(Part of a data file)
=====
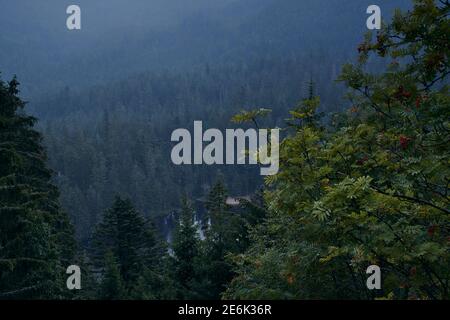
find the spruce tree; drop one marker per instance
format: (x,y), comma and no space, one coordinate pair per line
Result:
(36,238)
(131,240)
(112,286)
(185,249)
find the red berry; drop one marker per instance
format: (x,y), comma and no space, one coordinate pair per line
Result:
(432,230)
(404,142)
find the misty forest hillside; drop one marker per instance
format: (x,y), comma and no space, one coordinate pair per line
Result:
(109,96)
(86,176)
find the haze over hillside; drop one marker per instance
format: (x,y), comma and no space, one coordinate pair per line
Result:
(109,95)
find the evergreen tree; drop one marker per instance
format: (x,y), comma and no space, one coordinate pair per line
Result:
(372,191)
(36,238)
(132,241)
(112,286)
(185,250)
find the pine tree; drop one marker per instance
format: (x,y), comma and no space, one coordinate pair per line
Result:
(186,250)
(112,285)
(373,190)
(36,238)
(132,241)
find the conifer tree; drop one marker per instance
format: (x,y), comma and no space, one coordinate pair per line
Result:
(36,238)
(132,241)
(186,250)
(112,286)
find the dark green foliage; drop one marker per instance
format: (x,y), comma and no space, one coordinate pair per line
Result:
(133,243)
(36,238)
(186,251)
(112,285)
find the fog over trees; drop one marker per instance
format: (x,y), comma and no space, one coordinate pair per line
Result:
(107,98)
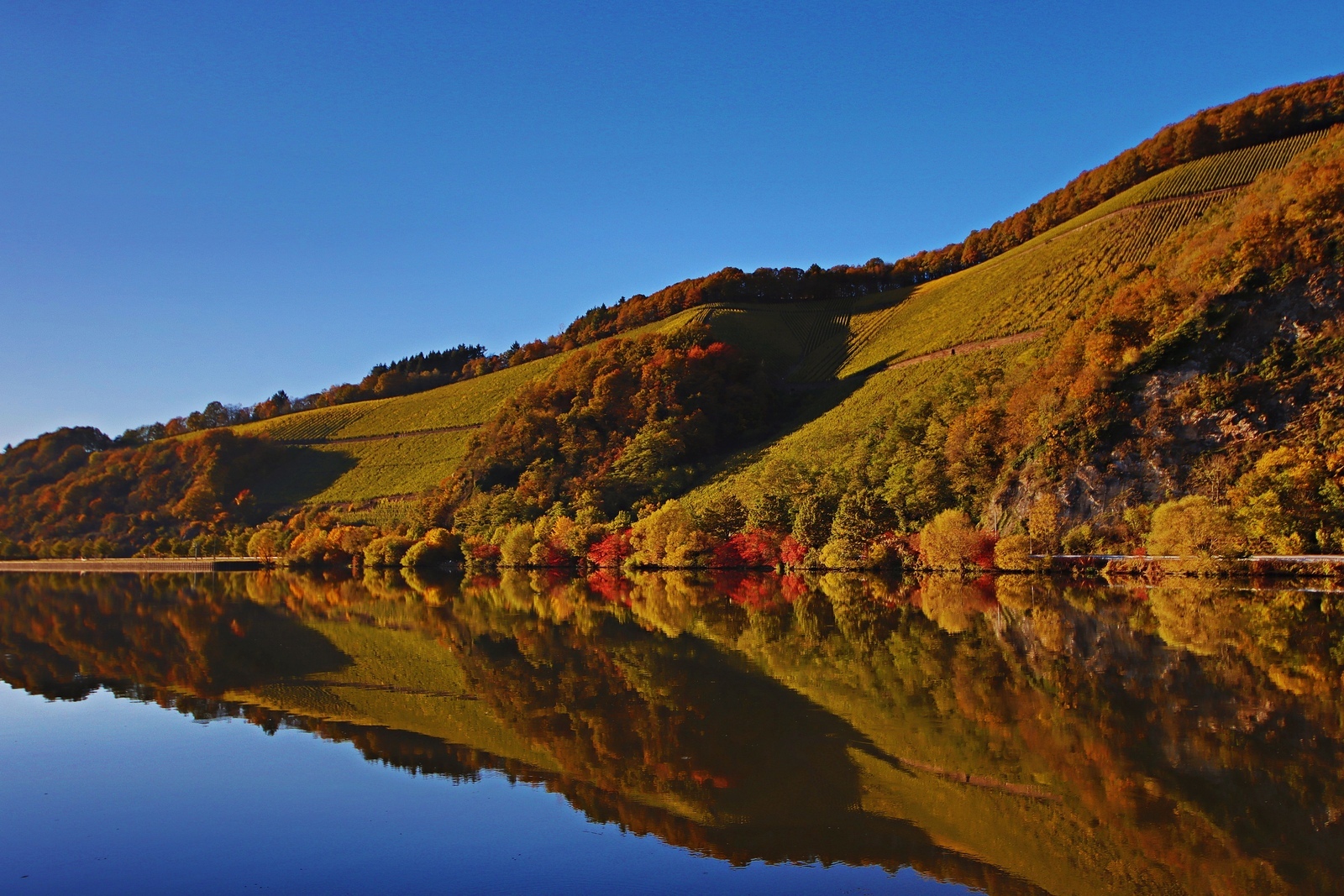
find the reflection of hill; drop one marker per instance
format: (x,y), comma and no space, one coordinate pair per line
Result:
(1082,739)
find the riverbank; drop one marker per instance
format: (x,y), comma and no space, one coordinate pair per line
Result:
(134,564)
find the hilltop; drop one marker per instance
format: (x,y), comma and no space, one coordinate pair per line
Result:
(1153,344)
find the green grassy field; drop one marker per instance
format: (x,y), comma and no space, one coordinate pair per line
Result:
(394,446)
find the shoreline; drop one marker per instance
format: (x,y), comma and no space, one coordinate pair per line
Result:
(134,564)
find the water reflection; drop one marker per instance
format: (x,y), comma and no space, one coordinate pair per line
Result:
(1016,735)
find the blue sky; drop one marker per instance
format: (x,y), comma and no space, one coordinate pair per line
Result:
(214,201)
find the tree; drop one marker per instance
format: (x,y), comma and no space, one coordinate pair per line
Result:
(1043,524)
(723,517)
(951,542)
(860,517)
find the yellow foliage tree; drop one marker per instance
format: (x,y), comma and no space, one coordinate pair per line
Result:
(669,537)
(951,542)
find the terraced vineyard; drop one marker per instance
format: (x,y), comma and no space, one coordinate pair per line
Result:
(405,445)
(394,446)
(1222,170)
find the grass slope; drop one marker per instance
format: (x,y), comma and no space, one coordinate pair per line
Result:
(385,448)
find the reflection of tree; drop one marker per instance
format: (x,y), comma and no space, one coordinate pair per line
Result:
(64,636)
(1186,735)
(1173,755)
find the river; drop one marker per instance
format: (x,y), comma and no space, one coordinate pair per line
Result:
(667,734)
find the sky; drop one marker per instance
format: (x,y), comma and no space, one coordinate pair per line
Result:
(215,201)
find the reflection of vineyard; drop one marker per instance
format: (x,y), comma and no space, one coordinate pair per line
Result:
(1081,739)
=====
Extract the closing run of lines, starting with the one containing "find the yellow" and ending at the last, exactly as written.

Exercise solution:
find the yellow foliage tree; drop one marker per instance
format: (x,y), comma and no space, one coordinate pair per line
Result:
(669,537)
(951,542)
find the terraced vineyard; drop one marker per instance
format: (x,y), comma and no space, one coordinate pair per line
Result:
(405,445)
(394,446)
(1222,170)
find the grass slope; drop one marker per instance
format: (x,y), comma and no space, one coordinate pair per line
Result:
(385,448)
find the reflection of tree; drop one marker per instance
format: (x,y), comma and no space, one coordinate pair per line
Result:
(64,636)
(1186,735)
(1173,755)
find the river; drop one marker per instance
format: (x,y), comma and no space, one coordinate pair per line
Result:
(667,734)
find the sky; drop one marker per instance
format: (x,y), comma and no space, one coordinate pair per line
Result:
(215,201)
find the reflection of vineyard; drop one marker per instance
format: (x,y), comma and no space, one coordinate pair per line
Result:
(1081,739)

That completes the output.